## REQUIREMENT A
List, in order, the section names given under "pipeline =" in the configuration in the supplied text.

━━━━━ SUPPLIED TEXT ━━━━━

Test content that isn't linked up to makes sure its still passed through 

>>> config = """
... [transmogrifier]
... pipeline =
...     source
...     makeattachments
...     treeserializer 
...     printer
...     
... [source]
... blueprint = transmogrify.webcrawler.test.htmlbacklinksource
... blah1=blah1
... blah2=blah2
...
... [makeattachments]
... blueprint = transmogrify.webcrawler.makeattachments
...
... [treeserializer]
... blueprint = transmogrify.webcrawler.treeserializer
...
... [printer]
... blueprint = collective.transmogrifier.sections.tests.pprinter
... """ 
>>> registerConfig(u'test5.5', config)
>>> transmogrifier(u'test5.5')

━━━━━ ENTRIES ━━━━━

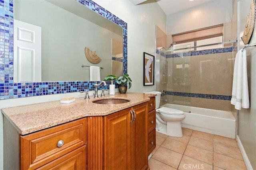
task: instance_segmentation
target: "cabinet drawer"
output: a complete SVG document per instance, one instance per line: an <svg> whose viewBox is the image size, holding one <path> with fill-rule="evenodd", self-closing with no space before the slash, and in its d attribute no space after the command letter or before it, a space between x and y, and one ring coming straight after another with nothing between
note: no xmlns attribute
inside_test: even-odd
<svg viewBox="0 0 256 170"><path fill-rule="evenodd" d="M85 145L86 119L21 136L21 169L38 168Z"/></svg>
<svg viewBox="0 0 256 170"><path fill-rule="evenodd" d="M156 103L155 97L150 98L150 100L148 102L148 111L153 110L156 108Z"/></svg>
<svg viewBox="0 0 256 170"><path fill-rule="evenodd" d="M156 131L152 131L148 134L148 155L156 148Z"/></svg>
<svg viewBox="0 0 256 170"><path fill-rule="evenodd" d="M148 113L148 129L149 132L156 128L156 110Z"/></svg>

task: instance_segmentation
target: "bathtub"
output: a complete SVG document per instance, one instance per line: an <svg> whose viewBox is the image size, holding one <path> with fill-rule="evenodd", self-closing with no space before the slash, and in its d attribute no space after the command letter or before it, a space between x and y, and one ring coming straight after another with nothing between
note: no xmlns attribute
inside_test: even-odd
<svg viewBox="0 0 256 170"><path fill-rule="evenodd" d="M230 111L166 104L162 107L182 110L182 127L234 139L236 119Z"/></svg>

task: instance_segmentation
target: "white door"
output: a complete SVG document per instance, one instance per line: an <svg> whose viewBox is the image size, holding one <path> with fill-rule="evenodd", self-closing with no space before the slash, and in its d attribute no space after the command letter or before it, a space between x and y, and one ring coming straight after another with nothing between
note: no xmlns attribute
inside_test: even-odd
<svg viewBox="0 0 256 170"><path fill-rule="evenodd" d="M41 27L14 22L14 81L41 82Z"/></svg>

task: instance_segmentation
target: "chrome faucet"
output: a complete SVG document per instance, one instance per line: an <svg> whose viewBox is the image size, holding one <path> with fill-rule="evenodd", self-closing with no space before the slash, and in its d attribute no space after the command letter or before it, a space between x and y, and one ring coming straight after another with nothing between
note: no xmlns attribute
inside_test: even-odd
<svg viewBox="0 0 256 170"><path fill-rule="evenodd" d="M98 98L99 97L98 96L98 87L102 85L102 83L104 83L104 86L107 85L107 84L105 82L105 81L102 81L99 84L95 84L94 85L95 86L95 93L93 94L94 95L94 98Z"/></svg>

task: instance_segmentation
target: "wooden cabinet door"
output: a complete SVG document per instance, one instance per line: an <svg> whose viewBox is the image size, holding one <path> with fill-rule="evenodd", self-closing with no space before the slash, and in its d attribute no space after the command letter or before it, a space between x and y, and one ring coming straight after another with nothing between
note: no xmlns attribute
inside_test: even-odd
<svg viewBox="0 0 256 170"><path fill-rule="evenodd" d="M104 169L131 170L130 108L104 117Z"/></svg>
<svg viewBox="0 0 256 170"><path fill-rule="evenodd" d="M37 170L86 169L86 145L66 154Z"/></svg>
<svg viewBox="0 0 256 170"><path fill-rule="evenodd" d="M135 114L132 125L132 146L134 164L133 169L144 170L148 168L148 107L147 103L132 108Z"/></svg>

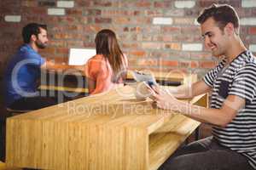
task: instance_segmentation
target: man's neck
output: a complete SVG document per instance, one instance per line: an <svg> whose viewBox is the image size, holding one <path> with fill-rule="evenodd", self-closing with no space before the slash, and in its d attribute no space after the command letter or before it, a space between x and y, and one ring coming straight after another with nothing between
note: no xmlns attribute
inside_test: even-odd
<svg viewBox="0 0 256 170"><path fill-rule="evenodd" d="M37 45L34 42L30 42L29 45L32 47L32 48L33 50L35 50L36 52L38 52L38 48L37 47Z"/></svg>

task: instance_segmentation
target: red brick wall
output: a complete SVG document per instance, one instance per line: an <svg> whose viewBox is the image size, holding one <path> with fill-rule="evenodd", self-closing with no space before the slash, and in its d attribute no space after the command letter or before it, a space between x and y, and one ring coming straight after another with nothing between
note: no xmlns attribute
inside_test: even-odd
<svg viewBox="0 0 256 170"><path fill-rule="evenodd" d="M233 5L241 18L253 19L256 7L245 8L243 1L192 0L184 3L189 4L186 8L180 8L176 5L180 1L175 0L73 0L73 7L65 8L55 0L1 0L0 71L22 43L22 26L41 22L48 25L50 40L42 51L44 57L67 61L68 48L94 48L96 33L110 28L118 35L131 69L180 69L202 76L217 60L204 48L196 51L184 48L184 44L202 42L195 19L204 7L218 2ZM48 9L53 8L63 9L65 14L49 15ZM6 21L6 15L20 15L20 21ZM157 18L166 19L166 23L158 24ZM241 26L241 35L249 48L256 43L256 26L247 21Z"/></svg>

━━━━━
━━━━━ ENTRIES ━━━━━

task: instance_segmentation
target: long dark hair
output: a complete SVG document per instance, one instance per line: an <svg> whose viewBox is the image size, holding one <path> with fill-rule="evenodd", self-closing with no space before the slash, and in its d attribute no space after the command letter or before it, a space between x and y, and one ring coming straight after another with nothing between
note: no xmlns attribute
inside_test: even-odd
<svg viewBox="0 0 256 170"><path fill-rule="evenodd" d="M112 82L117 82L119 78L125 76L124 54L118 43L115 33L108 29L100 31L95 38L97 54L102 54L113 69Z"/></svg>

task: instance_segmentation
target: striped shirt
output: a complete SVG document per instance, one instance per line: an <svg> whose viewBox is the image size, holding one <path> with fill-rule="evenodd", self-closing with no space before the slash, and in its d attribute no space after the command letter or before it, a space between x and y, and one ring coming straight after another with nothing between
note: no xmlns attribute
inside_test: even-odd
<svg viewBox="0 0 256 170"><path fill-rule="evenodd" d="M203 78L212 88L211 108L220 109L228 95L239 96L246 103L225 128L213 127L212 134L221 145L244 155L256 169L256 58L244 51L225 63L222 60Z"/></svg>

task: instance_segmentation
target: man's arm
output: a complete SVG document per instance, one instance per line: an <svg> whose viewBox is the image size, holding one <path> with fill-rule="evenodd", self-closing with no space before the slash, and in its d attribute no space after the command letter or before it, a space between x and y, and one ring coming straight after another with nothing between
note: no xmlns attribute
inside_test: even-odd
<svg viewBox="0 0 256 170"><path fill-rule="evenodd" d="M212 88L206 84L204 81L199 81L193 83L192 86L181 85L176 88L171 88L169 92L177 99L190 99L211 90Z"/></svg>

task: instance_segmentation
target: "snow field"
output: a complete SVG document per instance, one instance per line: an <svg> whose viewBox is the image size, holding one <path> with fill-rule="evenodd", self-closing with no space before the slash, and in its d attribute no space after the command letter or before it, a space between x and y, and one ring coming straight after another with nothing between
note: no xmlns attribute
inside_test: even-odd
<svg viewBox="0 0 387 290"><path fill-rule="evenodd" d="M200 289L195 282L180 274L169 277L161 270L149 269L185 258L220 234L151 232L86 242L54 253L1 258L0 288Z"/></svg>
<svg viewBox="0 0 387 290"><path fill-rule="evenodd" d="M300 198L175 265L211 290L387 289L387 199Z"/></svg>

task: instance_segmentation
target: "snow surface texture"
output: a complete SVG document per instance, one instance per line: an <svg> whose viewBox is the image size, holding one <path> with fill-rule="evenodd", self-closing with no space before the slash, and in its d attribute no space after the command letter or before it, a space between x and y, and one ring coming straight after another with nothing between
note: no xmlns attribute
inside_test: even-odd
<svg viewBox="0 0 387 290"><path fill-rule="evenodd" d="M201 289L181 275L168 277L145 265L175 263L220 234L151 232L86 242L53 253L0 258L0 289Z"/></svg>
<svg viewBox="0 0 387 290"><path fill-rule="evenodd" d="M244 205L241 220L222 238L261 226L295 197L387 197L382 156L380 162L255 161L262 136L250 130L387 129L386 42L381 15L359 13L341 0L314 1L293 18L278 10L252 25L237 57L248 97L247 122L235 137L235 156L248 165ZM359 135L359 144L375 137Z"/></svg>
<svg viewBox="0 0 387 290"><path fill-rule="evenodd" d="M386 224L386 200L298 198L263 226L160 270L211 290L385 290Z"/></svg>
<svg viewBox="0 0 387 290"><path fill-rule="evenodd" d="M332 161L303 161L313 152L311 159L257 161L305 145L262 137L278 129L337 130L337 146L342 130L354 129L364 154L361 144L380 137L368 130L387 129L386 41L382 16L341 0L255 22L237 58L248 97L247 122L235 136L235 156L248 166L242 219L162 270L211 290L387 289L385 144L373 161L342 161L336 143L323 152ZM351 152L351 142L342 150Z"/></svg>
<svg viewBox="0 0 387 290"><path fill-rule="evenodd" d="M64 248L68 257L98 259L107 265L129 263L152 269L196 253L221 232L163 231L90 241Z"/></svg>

━━━━━
━━━━━ ENTRIES ━━━━━

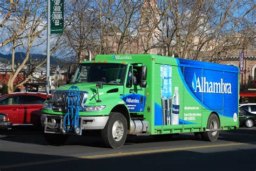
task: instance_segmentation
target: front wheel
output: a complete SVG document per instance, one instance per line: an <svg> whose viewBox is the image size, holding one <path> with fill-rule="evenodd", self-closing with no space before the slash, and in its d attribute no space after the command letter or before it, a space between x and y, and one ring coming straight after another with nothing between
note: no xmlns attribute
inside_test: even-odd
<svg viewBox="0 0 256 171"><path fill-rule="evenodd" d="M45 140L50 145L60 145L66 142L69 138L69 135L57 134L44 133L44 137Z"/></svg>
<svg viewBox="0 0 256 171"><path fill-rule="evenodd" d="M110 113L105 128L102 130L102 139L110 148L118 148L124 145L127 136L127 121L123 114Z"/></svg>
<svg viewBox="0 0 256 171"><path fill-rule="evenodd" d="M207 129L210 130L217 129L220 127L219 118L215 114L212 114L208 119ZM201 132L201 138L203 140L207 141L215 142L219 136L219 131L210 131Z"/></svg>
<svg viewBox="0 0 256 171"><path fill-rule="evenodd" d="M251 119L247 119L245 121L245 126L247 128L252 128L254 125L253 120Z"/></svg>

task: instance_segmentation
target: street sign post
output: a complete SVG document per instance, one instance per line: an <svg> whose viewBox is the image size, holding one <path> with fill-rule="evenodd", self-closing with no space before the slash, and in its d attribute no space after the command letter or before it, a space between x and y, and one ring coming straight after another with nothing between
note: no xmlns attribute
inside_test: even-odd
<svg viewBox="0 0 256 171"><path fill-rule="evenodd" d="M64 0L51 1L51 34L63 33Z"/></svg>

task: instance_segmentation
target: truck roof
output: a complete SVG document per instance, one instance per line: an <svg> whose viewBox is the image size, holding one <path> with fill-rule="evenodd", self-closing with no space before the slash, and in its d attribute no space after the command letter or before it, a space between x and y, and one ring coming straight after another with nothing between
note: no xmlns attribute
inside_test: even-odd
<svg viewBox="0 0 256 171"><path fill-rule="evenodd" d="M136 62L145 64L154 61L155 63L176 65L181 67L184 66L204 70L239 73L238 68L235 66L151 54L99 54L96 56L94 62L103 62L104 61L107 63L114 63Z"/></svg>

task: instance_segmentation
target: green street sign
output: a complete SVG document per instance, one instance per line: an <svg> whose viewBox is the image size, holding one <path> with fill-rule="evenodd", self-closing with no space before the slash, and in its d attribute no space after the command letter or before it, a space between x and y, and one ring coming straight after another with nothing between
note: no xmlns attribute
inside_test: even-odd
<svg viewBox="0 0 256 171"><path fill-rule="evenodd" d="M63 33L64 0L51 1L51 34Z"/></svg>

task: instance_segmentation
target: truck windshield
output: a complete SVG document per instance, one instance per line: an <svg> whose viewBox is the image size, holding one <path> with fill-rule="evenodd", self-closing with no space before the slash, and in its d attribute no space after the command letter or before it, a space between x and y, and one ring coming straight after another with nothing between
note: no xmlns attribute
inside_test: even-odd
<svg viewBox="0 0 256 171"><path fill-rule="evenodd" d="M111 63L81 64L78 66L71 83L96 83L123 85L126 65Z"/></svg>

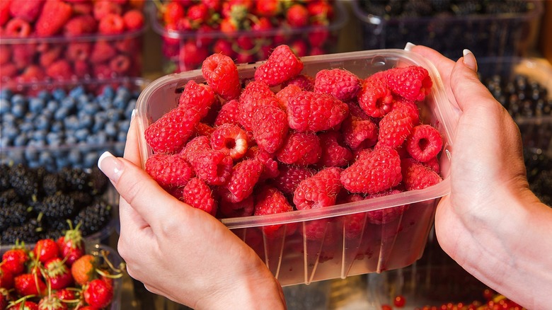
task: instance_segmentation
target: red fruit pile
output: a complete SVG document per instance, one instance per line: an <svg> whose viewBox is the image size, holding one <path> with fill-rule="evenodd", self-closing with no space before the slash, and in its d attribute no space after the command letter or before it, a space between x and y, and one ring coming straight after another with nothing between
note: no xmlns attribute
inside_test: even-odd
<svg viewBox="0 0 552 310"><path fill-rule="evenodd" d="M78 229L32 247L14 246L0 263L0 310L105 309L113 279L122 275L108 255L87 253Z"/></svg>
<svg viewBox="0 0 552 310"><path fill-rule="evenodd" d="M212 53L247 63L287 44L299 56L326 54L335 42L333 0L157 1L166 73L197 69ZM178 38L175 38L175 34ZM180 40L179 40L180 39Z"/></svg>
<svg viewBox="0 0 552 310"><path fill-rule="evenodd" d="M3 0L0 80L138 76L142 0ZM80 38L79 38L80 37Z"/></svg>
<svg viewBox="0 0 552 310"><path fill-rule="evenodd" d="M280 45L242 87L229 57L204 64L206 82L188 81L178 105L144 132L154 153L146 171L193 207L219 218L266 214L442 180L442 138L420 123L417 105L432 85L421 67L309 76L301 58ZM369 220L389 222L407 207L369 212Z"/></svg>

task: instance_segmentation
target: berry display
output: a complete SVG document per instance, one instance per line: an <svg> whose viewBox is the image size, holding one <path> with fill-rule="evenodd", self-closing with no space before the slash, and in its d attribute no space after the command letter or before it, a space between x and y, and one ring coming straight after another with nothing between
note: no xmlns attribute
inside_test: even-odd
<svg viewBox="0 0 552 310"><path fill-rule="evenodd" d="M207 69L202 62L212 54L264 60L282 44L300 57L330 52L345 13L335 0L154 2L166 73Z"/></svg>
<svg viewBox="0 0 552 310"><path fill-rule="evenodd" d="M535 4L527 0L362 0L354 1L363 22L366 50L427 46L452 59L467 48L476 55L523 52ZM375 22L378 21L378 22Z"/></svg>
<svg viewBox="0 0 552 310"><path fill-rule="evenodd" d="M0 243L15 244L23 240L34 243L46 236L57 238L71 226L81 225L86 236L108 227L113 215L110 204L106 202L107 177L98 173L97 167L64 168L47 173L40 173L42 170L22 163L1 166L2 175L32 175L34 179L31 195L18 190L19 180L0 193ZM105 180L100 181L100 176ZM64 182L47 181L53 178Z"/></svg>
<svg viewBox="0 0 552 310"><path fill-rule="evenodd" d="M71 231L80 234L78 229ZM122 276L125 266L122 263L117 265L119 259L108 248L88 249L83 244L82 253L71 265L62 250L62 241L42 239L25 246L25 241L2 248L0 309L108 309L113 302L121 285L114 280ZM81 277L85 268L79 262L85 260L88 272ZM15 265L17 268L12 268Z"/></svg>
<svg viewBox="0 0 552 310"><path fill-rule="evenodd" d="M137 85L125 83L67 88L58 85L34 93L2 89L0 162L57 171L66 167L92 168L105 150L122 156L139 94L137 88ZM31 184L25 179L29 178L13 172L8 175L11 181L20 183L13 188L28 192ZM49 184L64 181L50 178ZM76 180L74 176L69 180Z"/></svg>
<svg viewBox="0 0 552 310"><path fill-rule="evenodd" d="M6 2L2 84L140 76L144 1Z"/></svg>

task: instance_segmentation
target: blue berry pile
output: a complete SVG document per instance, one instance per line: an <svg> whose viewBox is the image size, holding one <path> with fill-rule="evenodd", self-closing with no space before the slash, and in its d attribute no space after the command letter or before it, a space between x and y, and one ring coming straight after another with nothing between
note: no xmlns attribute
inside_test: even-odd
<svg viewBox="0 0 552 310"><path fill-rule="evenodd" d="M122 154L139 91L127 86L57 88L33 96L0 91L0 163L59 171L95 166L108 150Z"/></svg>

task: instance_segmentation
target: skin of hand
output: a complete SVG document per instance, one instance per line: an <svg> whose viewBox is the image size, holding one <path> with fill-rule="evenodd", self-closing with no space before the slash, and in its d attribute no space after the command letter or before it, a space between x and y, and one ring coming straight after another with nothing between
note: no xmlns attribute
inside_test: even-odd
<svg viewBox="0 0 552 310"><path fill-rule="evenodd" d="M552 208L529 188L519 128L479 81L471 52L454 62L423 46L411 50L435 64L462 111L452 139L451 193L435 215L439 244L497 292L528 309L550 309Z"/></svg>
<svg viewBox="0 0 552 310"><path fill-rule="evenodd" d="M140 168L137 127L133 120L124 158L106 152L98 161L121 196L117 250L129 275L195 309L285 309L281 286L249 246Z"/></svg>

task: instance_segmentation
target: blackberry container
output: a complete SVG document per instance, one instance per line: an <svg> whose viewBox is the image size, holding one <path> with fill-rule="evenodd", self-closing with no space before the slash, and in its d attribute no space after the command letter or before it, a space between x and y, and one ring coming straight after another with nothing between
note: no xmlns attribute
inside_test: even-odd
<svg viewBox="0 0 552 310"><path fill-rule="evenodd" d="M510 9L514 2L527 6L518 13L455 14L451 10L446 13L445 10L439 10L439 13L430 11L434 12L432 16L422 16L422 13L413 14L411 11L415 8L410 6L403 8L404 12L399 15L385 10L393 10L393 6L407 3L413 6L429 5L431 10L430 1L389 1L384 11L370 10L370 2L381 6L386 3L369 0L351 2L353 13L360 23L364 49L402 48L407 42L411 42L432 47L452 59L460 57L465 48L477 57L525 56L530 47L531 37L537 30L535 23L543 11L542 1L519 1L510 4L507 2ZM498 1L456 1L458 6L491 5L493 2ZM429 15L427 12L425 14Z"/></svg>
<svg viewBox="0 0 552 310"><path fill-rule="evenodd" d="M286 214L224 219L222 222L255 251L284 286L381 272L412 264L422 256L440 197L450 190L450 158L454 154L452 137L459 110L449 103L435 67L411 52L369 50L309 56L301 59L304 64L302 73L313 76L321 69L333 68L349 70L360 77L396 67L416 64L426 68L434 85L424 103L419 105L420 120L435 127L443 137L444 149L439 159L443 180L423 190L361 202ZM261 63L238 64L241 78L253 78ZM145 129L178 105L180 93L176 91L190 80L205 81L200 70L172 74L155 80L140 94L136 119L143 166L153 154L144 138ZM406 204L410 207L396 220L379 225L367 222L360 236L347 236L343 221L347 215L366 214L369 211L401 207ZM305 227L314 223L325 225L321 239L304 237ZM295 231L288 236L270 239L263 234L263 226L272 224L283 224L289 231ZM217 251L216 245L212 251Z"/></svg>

━━━━━

## REQUIREMENT B
Copy out each line of the records that contains the string "door", matching case.

## OUTPUT A
source
makeattachments
treeserializer
printer

## OUTPUT B
target: "white door"
target: "wooden cabinet door"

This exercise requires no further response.